Your task:
Check every line of the data for the word "laid", and copy those that have it.

Natural-language object grounding data:
※
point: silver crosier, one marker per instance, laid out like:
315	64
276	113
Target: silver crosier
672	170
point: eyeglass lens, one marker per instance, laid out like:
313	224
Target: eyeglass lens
※
Exercise response:
point: silver crosier, one marker per instance, laid out like:
point: eyeglass lens, one marker per instance, laid out like:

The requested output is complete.